Write out each of the entries below word for word, with every line in its original order.

------ PROVIDED MATERIAL

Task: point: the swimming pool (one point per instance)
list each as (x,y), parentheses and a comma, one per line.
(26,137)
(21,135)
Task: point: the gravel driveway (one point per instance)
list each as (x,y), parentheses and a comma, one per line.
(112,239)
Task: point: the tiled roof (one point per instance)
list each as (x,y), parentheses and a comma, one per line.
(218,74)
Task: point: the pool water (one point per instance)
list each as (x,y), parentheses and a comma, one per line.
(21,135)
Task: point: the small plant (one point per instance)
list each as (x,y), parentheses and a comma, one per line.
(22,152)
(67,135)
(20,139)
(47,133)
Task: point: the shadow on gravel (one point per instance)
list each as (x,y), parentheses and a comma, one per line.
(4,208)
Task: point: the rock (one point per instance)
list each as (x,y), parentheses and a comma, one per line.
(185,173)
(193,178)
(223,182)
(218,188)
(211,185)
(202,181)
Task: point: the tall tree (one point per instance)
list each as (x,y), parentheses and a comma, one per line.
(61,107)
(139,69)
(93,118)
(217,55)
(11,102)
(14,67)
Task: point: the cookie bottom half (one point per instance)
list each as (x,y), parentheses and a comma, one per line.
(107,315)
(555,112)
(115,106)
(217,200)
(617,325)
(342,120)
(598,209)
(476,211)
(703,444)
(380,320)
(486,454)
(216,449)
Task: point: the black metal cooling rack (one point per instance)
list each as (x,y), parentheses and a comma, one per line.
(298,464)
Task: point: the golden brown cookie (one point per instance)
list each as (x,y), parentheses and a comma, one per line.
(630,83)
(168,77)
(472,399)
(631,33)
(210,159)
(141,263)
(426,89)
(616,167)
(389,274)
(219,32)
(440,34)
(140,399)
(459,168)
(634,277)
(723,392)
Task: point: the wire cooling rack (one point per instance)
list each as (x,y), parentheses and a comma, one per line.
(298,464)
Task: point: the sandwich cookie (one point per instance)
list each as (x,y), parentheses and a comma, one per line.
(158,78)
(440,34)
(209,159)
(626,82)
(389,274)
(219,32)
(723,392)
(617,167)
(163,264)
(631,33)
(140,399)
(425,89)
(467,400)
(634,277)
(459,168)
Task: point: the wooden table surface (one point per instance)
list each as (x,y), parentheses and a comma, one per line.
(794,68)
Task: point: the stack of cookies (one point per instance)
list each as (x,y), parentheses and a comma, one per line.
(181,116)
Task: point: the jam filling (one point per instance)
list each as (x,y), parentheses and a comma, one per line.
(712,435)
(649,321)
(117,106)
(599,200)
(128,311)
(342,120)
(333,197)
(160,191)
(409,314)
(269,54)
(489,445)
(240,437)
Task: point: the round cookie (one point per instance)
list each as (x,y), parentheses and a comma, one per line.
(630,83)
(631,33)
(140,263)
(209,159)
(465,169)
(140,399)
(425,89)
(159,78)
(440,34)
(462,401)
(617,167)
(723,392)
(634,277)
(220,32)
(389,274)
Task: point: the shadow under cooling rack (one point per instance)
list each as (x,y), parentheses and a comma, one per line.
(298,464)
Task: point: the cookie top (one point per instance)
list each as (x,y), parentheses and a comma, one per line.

------------

| SOLUTION TO THIS TASK |
Task: point: the swimming pool (one point per instance)
list each as (x,y), parentheses and a comma, one per line.
(26,137)
(21,135)
Task: point: the gravel driveway (one point per instance)
list each as (x,y), parentheses and a comma, one per line.
(112,239)
Task: point: the tiled roof (one point per instance)
list each as (x,y), parentheses and a comma, one per line.
(218,74)
Task: point: the pool water (one point per instance)
list each as (x,y), parentheses and a comma, one per line.
(21,135)
Task: point: the small plant (one point per instance)
list each as (x,y), parentheses and a comma, one per line.
(22,152)
(67,135)
(20,139)
(47,133)
Task: point: the shadow on gravel (one point per instance)
list each as (x,y), parentheses and a comma, one per line.
(4,208)
Task: point: the rock (one point per instance)
list each as (x,y), parentheses and a comma, one per line.
(185,173)
(193,178)
(223,182)
(218,188)
(211,185)
(202,181)
Task: point: the tall tree (one point per instance)
list each as (x,y), parentheses and a comma, one per line.
(61,107)
(139,69)
(93,118)
(217,55)
(11,102)
(14,67)
Task: point: the cookie bottom half (one point per instance)
list each as (x,y), parentheses and a comma, one per line.
(107,315)
(555,112)
(115,106)
(217,200)
(617,325)
(342,120)
(598,209)
(476,211)
(703,444)
(380,320)
(486,454)
(216,449)
Task: point: the black metal cooling rack (one point per instance)
list each as (x,y), parentheses and a comma, one per line.
(298,464)
Task: point: the golden brown cookie (one point per instance)
list each as (x,y), parentheses and a comma, one per line.
(630,83)
(168,77)
(472,399)
(631,33)
(210,159)
(141,263)
(426,89)
(616,167)
(389,274)
(219,32)
(440,34)
(140,399)
(459,168)
(634,277)
(723,392)
Task: point: the wire cooling rack (one point per instance)
list each as (x,y), parentheses and a comma, one per line.
(298,464)
Task: point: the sandwich cookie (one point per instance)
list each as (x,y), parentheses and a comma, one per line.
(158,78)
(440,34)
(209,159)
(626,82)
(389,274)
(219,32)
(723,392)
(617,167)
(163,264)
(631,33)
(140,399)
(425,89)
(467,400)
(634,277)
(459,168)
Task: point: the wooden table surface (one point per instance)
list each as (x,y), parentheses and a comma, one per line.
(794,68)
Task: point: the stack of cookies (one point per instance)
list each as (x,y), parentheses and a comma, one per line.
(181,116)
Task: point: the jam filling (one point per instance)
list each as (x,y), parentheses and a comma, one per line.
(712,435)
(649,321)
(117,106)
(599,200)
(128,311)
(342,120)
(333,197)
(160,191)
(409,314)
(269,54)
(489,445)
(240,437)
Task: point: the round cookie (one point per instance)
list each as (x,y), parentheses and a comma, one per line.
(630,83)
(631,33)
(140,263)
(209,159)
(465,169)
(140,399)
(425,89)
(159,78)
(440,34)
(462,401)
(617,167)
(723,392)
(634,277)
(220,32)
(389,274)
Task: point: the shadow under cooling rack (one point per instance)
list each as (x,y), parentheses and a comma, one per line.
(298,464)
Task: point: the cookie top (one point per instance)
list each as (x,y), parentheses and a comma, one per line.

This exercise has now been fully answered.